INFORMATION SHOWN:
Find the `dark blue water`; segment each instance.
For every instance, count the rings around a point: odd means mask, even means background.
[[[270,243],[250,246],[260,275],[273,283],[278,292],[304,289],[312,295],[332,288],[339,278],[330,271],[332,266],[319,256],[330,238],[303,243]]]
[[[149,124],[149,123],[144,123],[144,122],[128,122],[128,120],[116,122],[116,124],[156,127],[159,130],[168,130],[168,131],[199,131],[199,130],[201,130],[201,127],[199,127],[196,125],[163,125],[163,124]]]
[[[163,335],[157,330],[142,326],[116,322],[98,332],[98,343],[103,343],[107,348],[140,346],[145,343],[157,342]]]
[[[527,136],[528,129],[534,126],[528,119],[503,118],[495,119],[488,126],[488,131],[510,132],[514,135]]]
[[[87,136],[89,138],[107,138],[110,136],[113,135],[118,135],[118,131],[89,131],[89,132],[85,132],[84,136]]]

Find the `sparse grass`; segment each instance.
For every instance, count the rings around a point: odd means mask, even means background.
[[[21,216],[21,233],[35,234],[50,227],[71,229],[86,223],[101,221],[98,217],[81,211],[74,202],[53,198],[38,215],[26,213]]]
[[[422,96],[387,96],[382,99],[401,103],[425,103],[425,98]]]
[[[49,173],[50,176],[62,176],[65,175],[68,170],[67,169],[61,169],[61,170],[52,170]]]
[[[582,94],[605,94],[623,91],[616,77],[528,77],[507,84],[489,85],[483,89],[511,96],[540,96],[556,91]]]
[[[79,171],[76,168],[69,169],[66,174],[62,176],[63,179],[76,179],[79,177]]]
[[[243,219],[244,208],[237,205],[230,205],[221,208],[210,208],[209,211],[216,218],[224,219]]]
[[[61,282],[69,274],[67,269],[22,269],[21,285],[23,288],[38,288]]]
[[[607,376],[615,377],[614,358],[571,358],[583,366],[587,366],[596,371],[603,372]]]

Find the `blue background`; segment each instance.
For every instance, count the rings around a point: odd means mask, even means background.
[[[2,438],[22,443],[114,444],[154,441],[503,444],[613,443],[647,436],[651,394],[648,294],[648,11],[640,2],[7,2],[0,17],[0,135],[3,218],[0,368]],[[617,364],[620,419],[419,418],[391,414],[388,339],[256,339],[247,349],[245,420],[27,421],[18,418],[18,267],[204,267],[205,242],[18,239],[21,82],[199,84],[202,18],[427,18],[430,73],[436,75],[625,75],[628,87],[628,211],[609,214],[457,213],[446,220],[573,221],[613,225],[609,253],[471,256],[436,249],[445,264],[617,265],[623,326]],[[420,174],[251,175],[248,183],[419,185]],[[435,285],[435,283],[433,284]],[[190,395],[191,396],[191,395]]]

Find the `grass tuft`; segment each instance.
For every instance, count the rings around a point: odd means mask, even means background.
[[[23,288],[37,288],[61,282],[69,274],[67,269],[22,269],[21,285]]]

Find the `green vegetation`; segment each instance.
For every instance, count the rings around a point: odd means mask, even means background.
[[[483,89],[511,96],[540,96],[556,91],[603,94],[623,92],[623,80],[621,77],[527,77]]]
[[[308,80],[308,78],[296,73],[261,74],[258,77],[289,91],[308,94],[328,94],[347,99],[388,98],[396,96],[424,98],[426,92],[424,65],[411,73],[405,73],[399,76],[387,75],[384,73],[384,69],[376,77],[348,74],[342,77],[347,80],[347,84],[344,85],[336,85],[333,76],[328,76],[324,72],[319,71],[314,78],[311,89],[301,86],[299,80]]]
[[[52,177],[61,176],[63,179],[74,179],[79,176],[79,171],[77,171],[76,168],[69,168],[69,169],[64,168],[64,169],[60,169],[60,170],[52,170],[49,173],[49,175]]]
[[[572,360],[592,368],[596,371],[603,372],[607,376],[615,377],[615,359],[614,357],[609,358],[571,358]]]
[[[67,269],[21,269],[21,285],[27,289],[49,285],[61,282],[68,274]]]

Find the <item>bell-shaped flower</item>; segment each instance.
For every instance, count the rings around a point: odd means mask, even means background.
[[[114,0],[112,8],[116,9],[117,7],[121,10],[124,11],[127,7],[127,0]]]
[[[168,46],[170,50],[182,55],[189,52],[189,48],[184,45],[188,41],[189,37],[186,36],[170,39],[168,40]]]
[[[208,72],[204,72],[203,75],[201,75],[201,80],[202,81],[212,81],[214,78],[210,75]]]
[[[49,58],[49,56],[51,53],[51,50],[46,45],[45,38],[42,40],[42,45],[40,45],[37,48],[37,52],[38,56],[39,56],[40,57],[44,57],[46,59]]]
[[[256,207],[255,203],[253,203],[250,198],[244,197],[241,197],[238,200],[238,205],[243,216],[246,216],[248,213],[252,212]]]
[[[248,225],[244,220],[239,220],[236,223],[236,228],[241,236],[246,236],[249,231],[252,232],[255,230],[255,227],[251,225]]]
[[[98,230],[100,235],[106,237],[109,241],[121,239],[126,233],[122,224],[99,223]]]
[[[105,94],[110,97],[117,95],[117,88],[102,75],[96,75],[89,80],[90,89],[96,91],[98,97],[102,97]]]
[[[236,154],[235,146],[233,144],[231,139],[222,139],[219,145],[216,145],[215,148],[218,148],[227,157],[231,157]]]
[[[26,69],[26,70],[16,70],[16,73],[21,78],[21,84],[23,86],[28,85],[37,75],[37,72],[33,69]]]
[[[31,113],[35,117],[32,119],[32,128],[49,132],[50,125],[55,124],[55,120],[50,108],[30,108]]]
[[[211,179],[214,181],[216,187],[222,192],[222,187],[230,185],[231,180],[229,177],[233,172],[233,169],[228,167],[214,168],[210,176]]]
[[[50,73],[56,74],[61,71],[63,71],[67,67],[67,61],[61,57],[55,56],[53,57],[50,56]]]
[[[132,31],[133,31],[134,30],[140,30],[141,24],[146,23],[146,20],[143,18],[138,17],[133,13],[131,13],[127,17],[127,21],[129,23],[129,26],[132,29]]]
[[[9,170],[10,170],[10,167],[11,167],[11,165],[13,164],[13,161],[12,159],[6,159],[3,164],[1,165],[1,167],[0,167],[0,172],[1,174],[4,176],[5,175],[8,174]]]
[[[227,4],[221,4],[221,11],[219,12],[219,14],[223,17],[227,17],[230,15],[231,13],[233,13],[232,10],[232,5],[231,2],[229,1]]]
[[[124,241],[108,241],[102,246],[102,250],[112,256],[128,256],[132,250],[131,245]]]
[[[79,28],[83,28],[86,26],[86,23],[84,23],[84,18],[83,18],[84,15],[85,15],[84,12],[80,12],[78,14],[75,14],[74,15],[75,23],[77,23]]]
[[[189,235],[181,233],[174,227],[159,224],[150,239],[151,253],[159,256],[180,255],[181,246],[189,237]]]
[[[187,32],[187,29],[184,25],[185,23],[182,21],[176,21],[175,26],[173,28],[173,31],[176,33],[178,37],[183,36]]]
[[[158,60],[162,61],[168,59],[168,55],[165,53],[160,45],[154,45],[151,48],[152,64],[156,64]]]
* * *
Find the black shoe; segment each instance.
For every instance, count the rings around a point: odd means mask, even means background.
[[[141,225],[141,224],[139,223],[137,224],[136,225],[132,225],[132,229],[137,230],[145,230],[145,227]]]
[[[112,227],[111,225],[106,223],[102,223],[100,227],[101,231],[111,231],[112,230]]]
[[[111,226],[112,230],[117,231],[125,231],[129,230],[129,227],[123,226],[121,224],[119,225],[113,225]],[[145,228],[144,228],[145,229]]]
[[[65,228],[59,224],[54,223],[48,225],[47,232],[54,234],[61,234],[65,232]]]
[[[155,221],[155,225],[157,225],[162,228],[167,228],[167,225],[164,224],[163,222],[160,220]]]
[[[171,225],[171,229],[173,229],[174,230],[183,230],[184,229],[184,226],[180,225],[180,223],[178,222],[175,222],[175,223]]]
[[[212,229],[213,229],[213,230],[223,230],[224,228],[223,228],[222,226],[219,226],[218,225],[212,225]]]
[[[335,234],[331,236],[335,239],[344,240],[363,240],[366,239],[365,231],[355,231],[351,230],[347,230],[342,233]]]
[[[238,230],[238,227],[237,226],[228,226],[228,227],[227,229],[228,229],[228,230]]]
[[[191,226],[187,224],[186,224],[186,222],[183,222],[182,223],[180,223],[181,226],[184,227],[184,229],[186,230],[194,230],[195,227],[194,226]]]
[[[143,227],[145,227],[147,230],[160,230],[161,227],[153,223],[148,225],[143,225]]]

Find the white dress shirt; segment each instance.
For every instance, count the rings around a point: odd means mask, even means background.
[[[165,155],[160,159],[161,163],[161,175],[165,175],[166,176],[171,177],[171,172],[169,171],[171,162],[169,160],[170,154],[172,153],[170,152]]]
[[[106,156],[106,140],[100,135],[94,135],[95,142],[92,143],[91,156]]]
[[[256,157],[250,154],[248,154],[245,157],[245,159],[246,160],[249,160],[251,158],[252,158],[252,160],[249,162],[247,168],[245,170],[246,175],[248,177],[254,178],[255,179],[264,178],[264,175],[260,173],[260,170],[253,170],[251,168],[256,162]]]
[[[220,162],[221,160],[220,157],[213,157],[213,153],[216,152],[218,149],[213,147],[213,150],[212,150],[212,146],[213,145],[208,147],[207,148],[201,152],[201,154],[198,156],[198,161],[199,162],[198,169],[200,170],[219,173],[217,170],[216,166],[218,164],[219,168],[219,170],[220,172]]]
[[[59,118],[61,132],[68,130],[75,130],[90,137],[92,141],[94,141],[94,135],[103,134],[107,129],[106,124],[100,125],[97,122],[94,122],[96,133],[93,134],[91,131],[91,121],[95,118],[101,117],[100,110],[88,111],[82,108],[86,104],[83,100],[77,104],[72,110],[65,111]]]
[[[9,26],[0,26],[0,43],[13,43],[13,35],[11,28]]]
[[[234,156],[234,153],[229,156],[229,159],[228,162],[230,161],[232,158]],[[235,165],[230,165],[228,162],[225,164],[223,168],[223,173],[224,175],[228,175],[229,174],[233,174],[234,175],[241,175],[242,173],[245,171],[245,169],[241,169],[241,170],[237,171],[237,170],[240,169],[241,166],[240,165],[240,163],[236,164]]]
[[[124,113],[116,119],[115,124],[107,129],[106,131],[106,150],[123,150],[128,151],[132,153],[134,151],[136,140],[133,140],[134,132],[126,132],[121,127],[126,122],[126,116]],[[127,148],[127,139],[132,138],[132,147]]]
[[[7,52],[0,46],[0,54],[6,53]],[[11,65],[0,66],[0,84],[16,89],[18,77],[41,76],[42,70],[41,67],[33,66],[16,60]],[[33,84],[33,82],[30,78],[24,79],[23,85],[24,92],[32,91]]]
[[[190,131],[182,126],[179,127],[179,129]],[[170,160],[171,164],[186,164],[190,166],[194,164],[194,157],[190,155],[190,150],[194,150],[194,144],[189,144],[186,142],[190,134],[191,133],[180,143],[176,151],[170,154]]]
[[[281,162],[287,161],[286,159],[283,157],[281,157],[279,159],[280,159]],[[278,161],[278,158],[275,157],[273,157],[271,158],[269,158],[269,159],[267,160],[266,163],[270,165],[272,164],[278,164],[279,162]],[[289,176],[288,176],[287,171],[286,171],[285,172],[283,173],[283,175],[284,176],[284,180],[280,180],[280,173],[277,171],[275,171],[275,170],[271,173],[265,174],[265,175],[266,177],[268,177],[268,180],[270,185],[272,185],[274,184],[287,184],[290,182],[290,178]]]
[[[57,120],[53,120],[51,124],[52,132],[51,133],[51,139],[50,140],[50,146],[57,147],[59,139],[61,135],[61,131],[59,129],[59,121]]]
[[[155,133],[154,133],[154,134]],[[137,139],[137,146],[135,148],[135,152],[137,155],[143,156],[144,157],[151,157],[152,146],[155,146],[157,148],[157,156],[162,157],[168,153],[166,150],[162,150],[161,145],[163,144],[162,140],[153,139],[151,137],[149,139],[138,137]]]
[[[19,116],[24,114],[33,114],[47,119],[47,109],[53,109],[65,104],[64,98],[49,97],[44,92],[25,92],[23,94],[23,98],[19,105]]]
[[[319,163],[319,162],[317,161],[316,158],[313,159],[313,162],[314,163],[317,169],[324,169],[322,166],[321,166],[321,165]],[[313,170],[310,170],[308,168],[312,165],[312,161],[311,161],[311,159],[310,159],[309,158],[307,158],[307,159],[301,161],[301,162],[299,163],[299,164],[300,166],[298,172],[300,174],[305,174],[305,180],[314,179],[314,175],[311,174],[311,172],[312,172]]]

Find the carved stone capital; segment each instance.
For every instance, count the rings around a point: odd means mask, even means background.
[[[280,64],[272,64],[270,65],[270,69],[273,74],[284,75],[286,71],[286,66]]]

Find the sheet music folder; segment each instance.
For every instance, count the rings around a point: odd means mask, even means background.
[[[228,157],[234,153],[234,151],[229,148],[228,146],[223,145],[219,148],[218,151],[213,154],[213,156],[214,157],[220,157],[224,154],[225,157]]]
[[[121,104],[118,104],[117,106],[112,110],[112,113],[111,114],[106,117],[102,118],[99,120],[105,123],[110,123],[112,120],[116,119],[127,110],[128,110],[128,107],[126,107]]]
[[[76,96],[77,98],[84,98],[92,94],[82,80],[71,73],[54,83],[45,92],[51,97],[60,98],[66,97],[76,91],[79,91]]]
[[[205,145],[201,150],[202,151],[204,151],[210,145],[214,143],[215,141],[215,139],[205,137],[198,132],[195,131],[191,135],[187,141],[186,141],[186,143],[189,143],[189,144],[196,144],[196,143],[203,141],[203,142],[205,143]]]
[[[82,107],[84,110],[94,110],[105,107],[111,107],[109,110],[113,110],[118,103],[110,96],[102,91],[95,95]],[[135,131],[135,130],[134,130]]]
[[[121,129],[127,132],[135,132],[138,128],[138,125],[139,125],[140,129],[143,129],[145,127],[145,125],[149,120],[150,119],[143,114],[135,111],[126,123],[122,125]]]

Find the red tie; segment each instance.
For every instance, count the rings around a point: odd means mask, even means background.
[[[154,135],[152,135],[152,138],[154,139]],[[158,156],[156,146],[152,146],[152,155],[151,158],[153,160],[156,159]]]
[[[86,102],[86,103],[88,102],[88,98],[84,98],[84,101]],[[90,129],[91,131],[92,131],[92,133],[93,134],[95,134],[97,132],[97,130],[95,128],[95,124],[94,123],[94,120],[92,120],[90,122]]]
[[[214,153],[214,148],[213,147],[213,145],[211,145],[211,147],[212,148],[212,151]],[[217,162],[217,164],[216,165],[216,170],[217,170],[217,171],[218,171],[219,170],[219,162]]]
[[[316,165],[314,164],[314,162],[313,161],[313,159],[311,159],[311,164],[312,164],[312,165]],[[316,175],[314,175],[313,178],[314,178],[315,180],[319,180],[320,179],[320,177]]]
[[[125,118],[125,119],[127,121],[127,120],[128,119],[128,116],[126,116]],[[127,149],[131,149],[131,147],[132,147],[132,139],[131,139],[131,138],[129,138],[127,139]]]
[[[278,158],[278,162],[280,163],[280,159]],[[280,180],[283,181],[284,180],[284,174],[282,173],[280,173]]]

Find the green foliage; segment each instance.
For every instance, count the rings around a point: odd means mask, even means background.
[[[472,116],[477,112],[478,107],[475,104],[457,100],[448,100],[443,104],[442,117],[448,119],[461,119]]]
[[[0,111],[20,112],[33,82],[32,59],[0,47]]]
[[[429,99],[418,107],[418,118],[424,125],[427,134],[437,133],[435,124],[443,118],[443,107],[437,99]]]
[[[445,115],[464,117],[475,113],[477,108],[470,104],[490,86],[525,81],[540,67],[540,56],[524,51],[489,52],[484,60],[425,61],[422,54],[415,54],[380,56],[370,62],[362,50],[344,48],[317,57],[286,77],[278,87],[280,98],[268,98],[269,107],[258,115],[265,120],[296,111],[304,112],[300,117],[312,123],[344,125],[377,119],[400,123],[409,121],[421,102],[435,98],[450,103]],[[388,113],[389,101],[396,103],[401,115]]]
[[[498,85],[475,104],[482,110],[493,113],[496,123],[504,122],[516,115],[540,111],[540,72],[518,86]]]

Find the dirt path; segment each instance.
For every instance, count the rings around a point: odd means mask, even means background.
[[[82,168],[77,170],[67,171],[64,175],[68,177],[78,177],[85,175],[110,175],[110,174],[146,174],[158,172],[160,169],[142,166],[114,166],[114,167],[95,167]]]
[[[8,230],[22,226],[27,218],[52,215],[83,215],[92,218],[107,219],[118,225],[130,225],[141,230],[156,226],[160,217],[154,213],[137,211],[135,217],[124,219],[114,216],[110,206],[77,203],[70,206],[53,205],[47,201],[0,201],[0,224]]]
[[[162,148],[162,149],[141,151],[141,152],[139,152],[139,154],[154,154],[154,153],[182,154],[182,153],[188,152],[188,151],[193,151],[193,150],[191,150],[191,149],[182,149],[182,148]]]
* * *
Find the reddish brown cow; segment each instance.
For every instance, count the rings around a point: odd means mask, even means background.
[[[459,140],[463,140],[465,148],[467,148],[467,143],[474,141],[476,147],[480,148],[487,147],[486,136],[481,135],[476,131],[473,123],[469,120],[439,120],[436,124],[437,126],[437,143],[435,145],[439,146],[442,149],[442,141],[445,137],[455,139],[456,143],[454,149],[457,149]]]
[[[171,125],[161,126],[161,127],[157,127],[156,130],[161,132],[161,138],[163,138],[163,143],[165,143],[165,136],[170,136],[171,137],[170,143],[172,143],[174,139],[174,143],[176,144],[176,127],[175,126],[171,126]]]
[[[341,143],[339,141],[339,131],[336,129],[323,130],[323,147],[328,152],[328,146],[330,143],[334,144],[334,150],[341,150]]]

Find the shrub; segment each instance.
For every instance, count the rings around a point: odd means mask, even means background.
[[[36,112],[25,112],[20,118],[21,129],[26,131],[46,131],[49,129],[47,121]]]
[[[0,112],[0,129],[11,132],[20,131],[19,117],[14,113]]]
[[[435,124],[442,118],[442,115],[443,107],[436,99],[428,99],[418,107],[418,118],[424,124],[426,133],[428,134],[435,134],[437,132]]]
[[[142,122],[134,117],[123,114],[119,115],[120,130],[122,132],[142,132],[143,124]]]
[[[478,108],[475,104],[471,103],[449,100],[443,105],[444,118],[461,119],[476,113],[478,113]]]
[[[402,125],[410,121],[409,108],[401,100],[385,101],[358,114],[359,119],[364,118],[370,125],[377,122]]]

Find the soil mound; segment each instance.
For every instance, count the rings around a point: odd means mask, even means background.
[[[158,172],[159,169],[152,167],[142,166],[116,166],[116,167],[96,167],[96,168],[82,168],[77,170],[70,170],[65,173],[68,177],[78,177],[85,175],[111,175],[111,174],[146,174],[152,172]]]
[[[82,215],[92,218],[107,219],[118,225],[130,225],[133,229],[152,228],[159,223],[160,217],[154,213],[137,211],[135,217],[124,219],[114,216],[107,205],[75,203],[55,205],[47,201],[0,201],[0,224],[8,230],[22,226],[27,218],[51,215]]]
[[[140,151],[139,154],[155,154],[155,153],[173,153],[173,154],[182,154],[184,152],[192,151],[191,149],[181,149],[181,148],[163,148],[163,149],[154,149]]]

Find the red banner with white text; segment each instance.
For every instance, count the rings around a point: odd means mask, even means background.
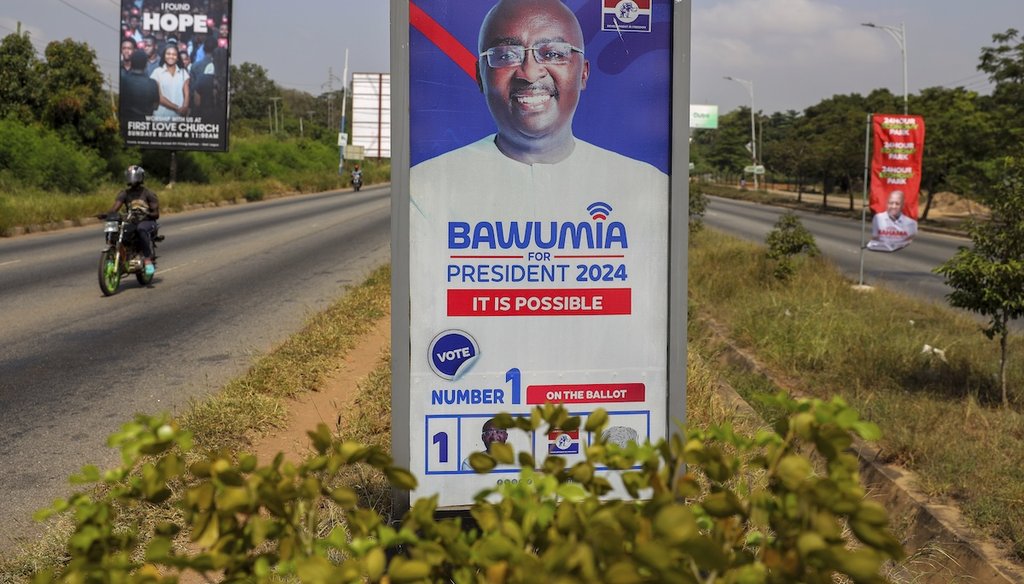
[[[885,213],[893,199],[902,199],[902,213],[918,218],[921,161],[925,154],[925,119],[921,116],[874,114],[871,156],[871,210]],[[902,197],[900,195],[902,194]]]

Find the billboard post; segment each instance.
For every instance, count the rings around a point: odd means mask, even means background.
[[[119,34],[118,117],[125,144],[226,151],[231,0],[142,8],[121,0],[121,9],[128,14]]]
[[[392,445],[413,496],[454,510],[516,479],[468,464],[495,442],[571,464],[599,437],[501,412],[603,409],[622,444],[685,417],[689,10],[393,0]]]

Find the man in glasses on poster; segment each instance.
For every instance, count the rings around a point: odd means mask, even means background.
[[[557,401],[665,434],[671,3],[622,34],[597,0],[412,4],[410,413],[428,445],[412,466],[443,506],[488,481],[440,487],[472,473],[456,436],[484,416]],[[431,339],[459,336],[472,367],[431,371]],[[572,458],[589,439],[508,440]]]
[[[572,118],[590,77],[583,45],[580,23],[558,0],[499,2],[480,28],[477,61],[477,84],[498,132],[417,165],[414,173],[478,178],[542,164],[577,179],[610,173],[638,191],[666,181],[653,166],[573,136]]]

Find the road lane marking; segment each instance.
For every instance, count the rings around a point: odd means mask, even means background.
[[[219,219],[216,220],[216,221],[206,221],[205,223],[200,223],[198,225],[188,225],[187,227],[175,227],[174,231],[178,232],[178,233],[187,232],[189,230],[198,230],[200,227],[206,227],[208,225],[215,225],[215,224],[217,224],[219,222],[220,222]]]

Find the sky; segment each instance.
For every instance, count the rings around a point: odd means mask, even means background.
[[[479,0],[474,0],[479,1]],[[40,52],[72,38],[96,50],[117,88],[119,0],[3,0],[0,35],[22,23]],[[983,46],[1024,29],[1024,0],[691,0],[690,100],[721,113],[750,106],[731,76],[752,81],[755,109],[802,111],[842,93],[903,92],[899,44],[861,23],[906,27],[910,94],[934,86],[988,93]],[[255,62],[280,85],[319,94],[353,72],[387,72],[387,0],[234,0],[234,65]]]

TO DO:
Locate each line in the items above that contains the string "green" and copy those lines out in full. Matching is case-sensitive.

THE COMPLETED TASK:
Find the `green vegetation`; segment each instance.
Find the green foliage; segment each instance.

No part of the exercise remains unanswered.